_Problem requirements:_ Reproduce every one of the entries below word for word, leaving out the pictures.

Collection entries
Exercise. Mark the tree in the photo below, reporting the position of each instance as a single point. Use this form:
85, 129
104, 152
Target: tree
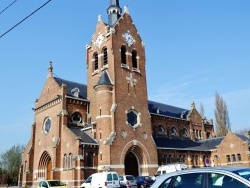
11, 161
221, 116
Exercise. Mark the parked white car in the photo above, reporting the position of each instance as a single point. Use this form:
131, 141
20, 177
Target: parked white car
170, 168
214, 177
102, 180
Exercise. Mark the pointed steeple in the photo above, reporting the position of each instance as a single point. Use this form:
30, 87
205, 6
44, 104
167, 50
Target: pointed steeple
114, 12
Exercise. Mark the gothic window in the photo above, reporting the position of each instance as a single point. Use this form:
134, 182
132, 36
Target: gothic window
216, 160
134, 60
233, 158
133, 118
95, 57
238, 157
105, 56
185, 133
173, 131
47, 125
70, 164
228, 159
65, 161
90, 160
123, 55
76, 118
196, 160
208, 135
161, 129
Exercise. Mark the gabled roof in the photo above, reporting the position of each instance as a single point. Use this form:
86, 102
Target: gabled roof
243, 137
167, 110
187, 144
83, 136
72, 85
212, 143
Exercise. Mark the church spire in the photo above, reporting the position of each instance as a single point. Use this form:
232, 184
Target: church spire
114, 12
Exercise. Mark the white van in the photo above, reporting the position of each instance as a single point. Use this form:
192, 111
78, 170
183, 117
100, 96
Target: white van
170, 168
102, 180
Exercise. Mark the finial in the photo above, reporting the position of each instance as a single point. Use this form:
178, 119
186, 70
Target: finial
99, 18
126, 9
193, 105
50, 70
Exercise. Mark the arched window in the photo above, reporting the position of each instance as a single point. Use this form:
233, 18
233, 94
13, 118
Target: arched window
208, 135
95, 57
123, 55
70, 161
185, 133
238, 157
105, 56
134, 59
173, 131
161, 129
233, 158
228, 158
90, 160
65, 162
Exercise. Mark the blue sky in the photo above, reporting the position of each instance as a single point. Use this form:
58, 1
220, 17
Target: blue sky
193, 49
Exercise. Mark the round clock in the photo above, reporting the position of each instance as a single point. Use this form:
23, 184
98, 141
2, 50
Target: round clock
128, 38
47, 126
99, 40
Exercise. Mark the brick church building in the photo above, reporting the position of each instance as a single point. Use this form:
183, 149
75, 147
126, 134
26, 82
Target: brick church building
110, 124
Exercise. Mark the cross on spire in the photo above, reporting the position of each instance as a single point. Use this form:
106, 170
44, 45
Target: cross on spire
131, 80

_Solution to this task:_
Exercise. Mark the tree in the photo below, reporting the position of each instance as a single point. Use this form:
85, 129
104, 152
Target: tree
11, 161
221, 116
Exercise. Mark the parked white car in the photo above, reporting the position of each instance as a single point. Use this form:
131, 141
20, 177
Target: parked white car
170, 168
214, 177
102, 180
Exercise. Mark the pointed steeple in the photo above, reporting the position of each instance as a single point. Use this form:
30, 87
205, 6
44, 104
167, 50
Target: pointed steeple
114, 12
Exercise. Mark the gothic window in the photo above, reporting the position of each instance as a single point. Use this form:
134, 182
132, 36
Target: gothic window
216, 160
134, 60
233, 158
133, 118
95, 57
238, 157
105, 56
185, 133
173, 131
47, 125
70, 164
228, 159
65, 161
90, 160
123, 55
76, 118
196, 160
208, 135
161, 129
Exercise. Mark the gabled roof in the photo above, reporting the position of each instance as a single point. Use this form:
86, 102
Target: gabled roof
243, 137
167, 110
187, 144
83, 136
72, 85
212, 143
Exercise. Mark the church spire in the photo above, reporting the position of each instance as a single point. Use this form:
232, 184
Target: church spire
114, 12
Exercise. Mark the white van in the photo above, reporting the position of each instance as a single point. Use this form:
192, 111
78, 170
183, 117
100, 96
Target: white van
170, 168
102, 180
Exercise. Mark the finial in the photo above, reporting the position of each instance as a single point. Use this form:
178, 119
186, 70
Target: finial
99, 18
126, 9
193, 105
50, 70
Exercise. Mark the arched window in the photo above, reporting the position of each instance as a single point. Use this form:
233, 18
233, 94
13, 118
Target: arched window
208, 135
95, 57
123, 55
70, 161
185, 133
238, 157
105, 56
134, 59
173, 131
161, 129
233, 158
228, 158
90, 160
65, 162
Exercise. Mark the blue sky in the photo above, reporting the position of each instance as a single point. Use this form:
58, 1
220, 17
Target: blue sky
193, 49
Exercise. Mark the round clock in the photo above, reporting the position of each instance as a single point. Use this form:
23, 184
98, 141
2, 50
Target: round clock
128, 38
47, 126
99, 40
Exercise. Mark the brick church building in the photo above, reporting the position of each instance as a single point. Use this form:
183, 149
75, 147
126, 134
26, 82
Target: brick church building
110, 124
Exercise. Mark the cross on spire in the photo above, reporting the position of each instance as a single point. Use this form:
106, 170
44, 45
Target: cross on spire
131, 80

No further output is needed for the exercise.